> [Selected passage]:
=====

In U.S. v. Eberle, 993 F.Supp. 974 (U.S.D.C. (Montana),) the Court held that a GPS device placed on Defendant's truck as part of a drug surveillance operation did not violate a defendant's Fourth Amendment rights holding that a "reasonable expectation of privacy exists if a person has an actual, subjective expectation of privacy and if the expectation is one society is prepared to recognize as objectively reasonable."

Here, defendant was raising marijuana in a remote area of the Flathead National Forest.

In U.S. v. McIver, 186 F.3d 1119 (9th Cir) the U.S. Forest Service discovered marijuana plants being grown in the Kootenay National Forest. As a result of placing surveillance cameras in the area they photographed defendant and his truck. After tracing the truck's registration to defendant's residence, the officers went there and placed a magnetized GPS device and a magnetized beeper transmitter to the undercarriage of defendant's truck while it was parked in defendant's driveway.

Thereafter, defendant harvested the marijuana and was tracked by the GPS/Beeper back to his residence where he was arrested.

In sustaining defendant's conviction, the Court held that defendant did not have an expectation of privacy in the undercarriage of his truck and the defendant did not demonstrate that he intended to shield the undercarriage from inspection by others. They further held that the placement of the GPS/Beeper was not a seizure within the meaning of the Fourth Amendment as there was no evidence that the device deprived defendant of dominion and control over his vehicle or that the presence of the device caused damage to the vehicle's electronic components.

=====

> [Data for this task]:

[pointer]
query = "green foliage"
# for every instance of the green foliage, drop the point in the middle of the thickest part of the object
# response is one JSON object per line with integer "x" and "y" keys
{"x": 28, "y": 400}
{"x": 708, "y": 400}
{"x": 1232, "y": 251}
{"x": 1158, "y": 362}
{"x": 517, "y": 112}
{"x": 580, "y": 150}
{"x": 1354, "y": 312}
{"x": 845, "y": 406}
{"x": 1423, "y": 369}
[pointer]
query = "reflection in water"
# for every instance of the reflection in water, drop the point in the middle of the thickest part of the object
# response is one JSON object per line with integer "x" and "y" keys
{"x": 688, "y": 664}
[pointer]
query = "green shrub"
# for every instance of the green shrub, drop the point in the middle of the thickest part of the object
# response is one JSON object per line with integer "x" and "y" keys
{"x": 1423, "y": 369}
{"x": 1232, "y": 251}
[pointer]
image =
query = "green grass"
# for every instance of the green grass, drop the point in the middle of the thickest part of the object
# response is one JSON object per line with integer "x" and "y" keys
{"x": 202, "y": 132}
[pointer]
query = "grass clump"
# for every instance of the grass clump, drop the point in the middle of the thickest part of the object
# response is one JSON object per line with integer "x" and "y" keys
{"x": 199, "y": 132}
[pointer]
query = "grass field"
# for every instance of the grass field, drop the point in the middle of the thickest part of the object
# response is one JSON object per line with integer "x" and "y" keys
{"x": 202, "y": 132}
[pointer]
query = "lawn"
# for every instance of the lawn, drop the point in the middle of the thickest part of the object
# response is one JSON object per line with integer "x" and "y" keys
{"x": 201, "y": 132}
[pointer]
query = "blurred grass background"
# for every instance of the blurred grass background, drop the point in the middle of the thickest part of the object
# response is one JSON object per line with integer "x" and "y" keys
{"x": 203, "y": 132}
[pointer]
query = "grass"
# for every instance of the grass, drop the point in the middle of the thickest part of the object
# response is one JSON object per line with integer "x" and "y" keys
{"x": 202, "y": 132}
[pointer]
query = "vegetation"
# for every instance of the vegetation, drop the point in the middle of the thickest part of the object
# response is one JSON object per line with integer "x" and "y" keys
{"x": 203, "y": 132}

=====

> [Problems to work on]:
• a. In the excerpt on GPS tracking cases, where did the U.S. Forest Service find the marijuana plants in U.S. v. McIver?
• b. Please extract every line of the rows that contains the string "shrub". Case counts.

> [Task-by-task solutions]:
• a. In the Kootenay National Forest.

• b.
query = "green shrub"
# for every instance of the green shrub, drop the point in the middle of the thickest part of the object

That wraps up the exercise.